---------- LISTED RECORDS

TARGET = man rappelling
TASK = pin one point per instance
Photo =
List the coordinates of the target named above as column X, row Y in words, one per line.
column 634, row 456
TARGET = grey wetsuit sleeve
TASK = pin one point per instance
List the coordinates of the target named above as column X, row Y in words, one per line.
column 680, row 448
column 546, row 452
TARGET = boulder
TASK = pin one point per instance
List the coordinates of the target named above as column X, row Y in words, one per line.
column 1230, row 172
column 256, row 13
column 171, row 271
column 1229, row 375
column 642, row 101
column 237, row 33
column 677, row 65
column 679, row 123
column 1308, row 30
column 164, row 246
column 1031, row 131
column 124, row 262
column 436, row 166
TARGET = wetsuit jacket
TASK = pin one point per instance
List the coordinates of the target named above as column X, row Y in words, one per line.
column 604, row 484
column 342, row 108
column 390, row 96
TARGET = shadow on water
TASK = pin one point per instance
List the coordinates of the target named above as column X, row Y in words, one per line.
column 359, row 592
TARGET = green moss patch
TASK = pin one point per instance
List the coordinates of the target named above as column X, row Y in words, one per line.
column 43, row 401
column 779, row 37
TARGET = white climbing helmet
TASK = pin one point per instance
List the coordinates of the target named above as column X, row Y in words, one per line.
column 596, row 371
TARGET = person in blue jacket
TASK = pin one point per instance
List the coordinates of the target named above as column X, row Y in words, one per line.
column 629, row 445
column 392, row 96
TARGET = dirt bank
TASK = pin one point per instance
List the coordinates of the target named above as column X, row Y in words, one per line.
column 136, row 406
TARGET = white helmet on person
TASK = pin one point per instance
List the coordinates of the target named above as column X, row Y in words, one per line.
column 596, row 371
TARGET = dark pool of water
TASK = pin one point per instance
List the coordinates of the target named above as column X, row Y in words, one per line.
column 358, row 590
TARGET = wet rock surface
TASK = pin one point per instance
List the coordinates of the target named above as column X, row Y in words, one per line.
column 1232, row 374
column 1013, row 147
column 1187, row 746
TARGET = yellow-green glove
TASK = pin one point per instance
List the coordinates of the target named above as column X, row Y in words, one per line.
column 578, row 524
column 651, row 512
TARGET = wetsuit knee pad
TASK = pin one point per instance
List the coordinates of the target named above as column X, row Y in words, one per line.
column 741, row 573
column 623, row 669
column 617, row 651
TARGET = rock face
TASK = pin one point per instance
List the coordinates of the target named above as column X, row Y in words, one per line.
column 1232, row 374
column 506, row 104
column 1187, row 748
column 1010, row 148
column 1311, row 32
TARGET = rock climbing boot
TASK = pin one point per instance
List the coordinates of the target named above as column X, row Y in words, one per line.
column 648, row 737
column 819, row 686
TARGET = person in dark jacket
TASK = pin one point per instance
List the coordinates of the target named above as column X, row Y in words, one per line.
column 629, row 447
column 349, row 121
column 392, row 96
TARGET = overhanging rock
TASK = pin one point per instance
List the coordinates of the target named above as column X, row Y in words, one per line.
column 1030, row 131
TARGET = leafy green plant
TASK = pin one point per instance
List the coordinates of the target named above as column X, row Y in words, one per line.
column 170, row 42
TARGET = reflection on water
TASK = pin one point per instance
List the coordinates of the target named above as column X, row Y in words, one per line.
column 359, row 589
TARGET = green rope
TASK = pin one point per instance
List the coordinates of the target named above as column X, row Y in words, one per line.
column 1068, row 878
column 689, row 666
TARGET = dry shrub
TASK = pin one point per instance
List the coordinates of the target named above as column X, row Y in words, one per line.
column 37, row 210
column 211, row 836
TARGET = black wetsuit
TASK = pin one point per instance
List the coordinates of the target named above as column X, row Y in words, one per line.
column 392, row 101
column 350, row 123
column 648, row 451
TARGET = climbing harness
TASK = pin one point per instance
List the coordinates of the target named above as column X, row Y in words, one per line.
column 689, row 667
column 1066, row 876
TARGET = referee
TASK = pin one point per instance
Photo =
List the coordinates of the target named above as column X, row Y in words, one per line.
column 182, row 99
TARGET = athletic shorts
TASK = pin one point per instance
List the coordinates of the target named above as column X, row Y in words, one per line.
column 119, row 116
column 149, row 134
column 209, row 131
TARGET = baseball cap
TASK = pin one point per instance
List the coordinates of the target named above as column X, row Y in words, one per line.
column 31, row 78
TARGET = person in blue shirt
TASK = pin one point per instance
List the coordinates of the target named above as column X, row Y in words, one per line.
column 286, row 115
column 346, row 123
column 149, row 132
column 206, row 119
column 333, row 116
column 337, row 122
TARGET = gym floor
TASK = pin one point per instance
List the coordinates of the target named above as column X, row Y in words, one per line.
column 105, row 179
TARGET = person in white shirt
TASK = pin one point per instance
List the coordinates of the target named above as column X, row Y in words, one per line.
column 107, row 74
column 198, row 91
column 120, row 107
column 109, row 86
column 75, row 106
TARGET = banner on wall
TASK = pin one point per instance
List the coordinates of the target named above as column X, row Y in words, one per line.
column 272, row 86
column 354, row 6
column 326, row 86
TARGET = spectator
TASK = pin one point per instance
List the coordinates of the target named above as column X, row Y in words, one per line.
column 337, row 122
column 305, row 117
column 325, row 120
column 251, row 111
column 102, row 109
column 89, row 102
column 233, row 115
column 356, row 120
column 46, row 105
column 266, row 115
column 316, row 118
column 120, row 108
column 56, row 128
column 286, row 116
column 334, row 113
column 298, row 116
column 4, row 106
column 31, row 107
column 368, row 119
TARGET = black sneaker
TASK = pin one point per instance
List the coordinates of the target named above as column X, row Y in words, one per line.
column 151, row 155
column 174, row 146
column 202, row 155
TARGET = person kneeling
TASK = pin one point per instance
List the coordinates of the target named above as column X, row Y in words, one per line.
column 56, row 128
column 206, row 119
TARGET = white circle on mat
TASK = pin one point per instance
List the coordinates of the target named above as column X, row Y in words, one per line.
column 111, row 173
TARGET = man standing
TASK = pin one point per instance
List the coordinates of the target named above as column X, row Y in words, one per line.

--------------------

• TASK GOAL
Please copy all of the rows above word for word, changing nothing.

• WRITTEN RESPONSE
TARGET = man rappelling
TASK = pin one point per instance
Photo =
List the coordinates of the target named above as column X, row Y in words, one per line.
column 634, row 456
TARGET = grey wetsuit sleeve
TASK = pin one point per instance
List the coordinates of the target named above as column X, row Y in words, one per line.
column 680, row 448
column 546, row 452
TARGET = boulder
TASK = pin one point per instance
List the coordinates of the target named above as column X, row Y in words, one per line.
column 1230, row 172
column 256, row 13
column 171, row 271
column 1229, row 375
column 642, row 101
column 237, row 33
column 677, row 65
column 679, row 123
column 1308, row 30
column 164, row 246
column 1031, row 131
column 124, row 262
column 436, row 166
TARGET = wetsuit jacket
TASK = pin one point per instance
List the coordinates of the target named above as column X, row Y in words, one per line.
column 604, row 484
column 342, row 108
column 390, row 96
TARGET = shadow on water
TASK = pin one point per instance
List the coordinates of the target named above as column X, row Y in words, one per line.
column 359, row 592
TARGET = green moss patch
TASK = pin one point per instance
List the coordinates of the target named above as column X, row Y in words, one per line.
column 43, row 401
column 779, row 37
TARGET = white climbing helmet
TASK = pin one point per instance
List the coordinates of the target named above as column X, row Y in words, one per line.
column 596, row 371
TARGET = person in blue jacket
TASK = pin one point per instance
List the coordinates of the target named above as column X, row Y in words, one per line.
column 629, row 445
column 392, row 96
TARGET = dirt bank
TASK = pin one point per instance
List the coordinates of the target named above as column X, row Y in words, one per line.
column 136, row 406
TARGET = white helmet on person
TASK = pin one point per instance
List the coordinates of the target named above as column X, row Y in words, one per line.
column 596, row 371
TARGET = dark pool of water
TASK = pin one point per instance
List the coordinates of the target named above as column X, row Y in words, one per line.
column 358, row 590
TARGET = wet rock surface
TASK = pin one point per instance
List the coordinates of the target named above as column X, row Y in words, one per line.
column 1232, row 374
column 1013, row 147
column 1187, row 746
TARGET = yellow-green glove
TASK = pin one point per instance
List the coordinates of the target named above as column X, row Y in words, one per line.
column 578, row 524
column 651, row 512
TARGET = wetsuit knee pad
TASK = pin one point per instance
List the coordinates of the target named above as column X, row Y in words, one per line.
column 741, row 573
column 623, row 669
column 617, row 651
TARGET = rock face
TASK = pin one point per instance
List the coordinates of the target named above as column X, row Y in words, one per line.
column 1232, row 374
column 506, row 104
column 1187, row 748
column 1010, row 148
column 1311, row 32
TARGET = rock climbing boot
TASK = pin one point per instance
List the coordinates of the target named above as column X, row Y in words, one per line.
column 648, row 737
column 819, row 686
TARGET = person in dark jacket
TASK = pin one point per instance
List the coordinates of the target named above as column X, row Y in words, one per line.
column 629, row 447
column 349, row 121
column 392, row 96
TARGET = overhanging rock
TASK = pin one point per instance
List the coordinates of the target named above as column X, row Y in words, one per line.
column 1030, row 131
TARGET = leafy green plant
TASK = pin one point per instance
List the coordinates of the target named above as column X, row Y in words, one per line.
column 170, row 42
TARGET = reflection on water
TASK = pin one point per instance
List the coordinates of the target named above as column X, row Y in words, one per line.
column 359, row 589
TARGET = green rope
TASK = pin one point per instance
List the coordinates of the target named above as column X, row Y in words, one per line.
column 1068, row 878
column 689, row 666
TARGET = dry shrub
TASK = pin one point per instance
List the coordinates of the target named above as column X, row Y in words, one per line.
column 37, row 210
column 211, row 836
TARGET = black wetsuit
TASK = pin one point per instance
List the coordinates of the target named above as column X, row Y in words, one per line.
column 392, row 101
column 350, row 123
column 648, row 451
TARGET = climbing harness
TASK = pin one point per instance
List the coordinates of the target named above as column X, row Y in words, one per line.
column 689, row 667
column 1066, row 876
TARGET = referee
TASK = pin one point per instance
Photo =
List the coordinates of the target named above as column X, row Y in words, one per line.
column 182, row 99
TARGET = athletic shorts
TASK = pin one point per instance
List the coordinates of the target named above as column X, row Y in words, one per line.
column 119, row 116
column 149, row 134
column 209, row 131
TARGET = baseball cap
TASK = pin one point per instance
List the coordinates of the target named above as column X, row Y in words, one per line.
column 31, row 78
TARGET = person in blue shirt
TASK = pin one point per instance
List the coordinates of the target named above as column X, row Y in words, one per line.
column 286, row 115
column 346, row 123
column 149, row 132
column 206, row 119
column 333, row 116
column 337, row 122
TARGET = gym floor
TASK = pin one point per instance
List the coordinates of the target named above as column X, row Y in words, one per line.
column 105, row 179
TARGET = person in white shirt
TASK = pin one point per instance
List the coordinates of the target named above as column X, row Y in words, one per line.
column 107, row 74
column 198, row 91
column 120, row 107
column 109, row 86
column 75, row 106
TARGET = banner on wall
TASK = pin one point per instance
List the coordinates of the target named above as column X, row Y in words, one per line.
column 272, row 86
column 354, row 6
column 326, row 86
TARGET = spectator
TASK = pin one point per instance
List the coordinates of the target named above as column X, row Y in words, one per line.
column 337, row 122
column 305, row 117
column 325, row 120
column 251, row 111
column 102, row 109
column 89, row 102
column 233, row 115
column 356, row 120
column 46, row 105
column 266, row 115
column 316, row 118
column 120, row 108
column 56, row 128
column 286, row 116
column 334, row 113
column 298, row 116
column 4, row 106
column 31, row 107
column 368, row 119
TARGET = black sneaker
TASK = pin one point per instance
List the coordinates of the target named above as column X, row Y in words, one per line.
column 151, row 155
column 174, row 146
column 202, row 155
TARGET = person kneeling
TASK = pin one point per instance
List the coordinates of the target named above as column X, row Y in words, one per line.
column 56, row 128
column 206, row 119
TARGET = white circle on mat
TASK = pin one point per instance
List the coordinates of the target named above as column X, row Y in words, one per line.
column 111, row 173
TARGET = man standing
TASK = pin one point per instance
List the coordinates of the target named above as column X, row Y in words, one per line.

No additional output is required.